TEXTE À LIRE:
******
Je pense que ces braves intelligences n’ont pas eu accès à cette pensée complexe du couple paradoxal. Je vous propose de les écouter au travers de leur correspondance à ce propos alors que je viens de leur faire découvrir comme à vous, ces ressources puissantes. 

Découvrez ci-dessous les échanges épistolaires qu’ils ont produit à ce sujet, de là où ils sont, côte à côte au cimetière Montparnasse.

Chère Docteure Sandrine,

Votre courrier m’a profondément saisi. J’y reconnais une vérité existentielle criante sur la condition du couple qui mérite d’être confrontée à ma propre philosophie. Il y a là une urgence que je ne peux ignorer.
******
(Lignes de données)
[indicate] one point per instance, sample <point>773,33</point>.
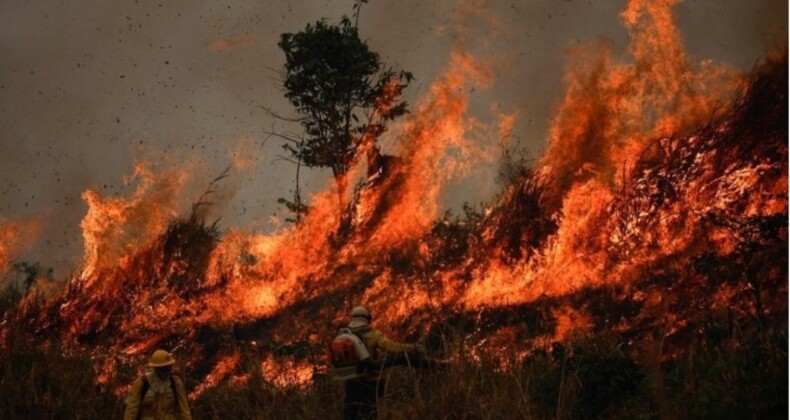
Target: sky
<point>88,87</point>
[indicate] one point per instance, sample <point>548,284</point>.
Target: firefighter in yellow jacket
<point>159,394</point>
<point>362,393</point>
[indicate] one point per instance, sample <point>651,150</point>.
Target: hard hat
<point>361,312</point>
<point>161,358</point>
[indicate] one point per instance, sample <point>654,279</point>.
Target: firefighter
<point>362,393</point>
<point>159,394</point>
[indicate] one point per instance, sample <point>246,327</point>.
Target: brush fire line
<point>660,203</point>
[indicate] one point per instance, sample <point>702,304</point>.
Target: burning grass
<point>655,288</point>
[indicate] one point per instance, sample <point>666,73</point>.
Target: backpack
<point>347,349</point>
<point>146,385</point>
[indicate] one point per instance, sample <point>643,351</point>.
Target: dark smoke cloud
<point>85,83</point>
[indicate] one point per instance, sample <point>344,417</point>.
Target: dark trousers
<point>360,401</point>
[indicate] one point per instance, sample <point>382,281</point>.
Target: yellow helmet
<point>161,358</point>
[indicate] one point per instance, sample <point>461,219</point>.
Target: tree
<point>344,96</point>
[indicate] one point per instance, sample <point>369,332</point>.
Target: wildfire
<point>642,175</point>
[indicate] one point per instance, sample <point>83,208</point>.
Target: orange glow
<point>630,184</point>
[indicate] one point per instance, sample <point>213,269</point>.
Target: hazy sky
<point>87,84</point>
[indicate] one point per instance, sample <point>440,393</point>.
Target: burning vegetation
<point>646,248</point>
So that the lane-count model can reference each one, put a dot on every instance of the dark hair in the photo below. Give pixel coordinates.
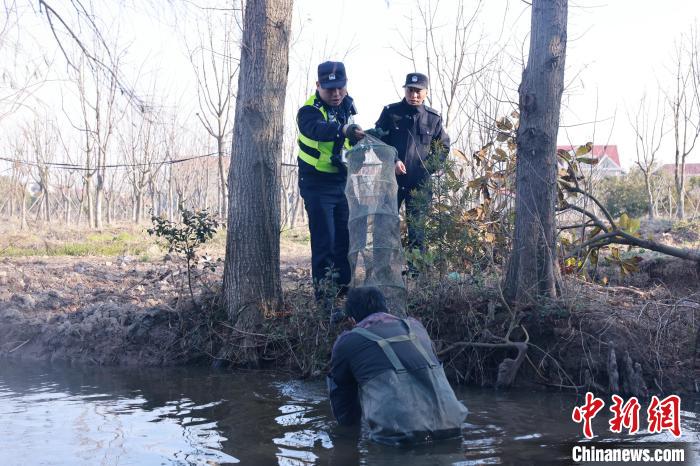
******
TRAVAIL DEMANDÉ: Selon le texte sur le couple paradoxal, pourquoi l'auteur de la lettre adressée à la Docteure Sandrine déclare-t-il ne pas pouvoir ignorer une urgence ? Veuillez répondre en une à trois phrases. Ces données proviennent d'une autre source que le texte.

SOLUTION PROPOSÉE: Il reconnaît dans le courrier de la Docteure Sandrine une vérité existentielle criante sur la condition du couple. Cette vérité mérite, selon lui, d'être confrontée à sa propre philosophie.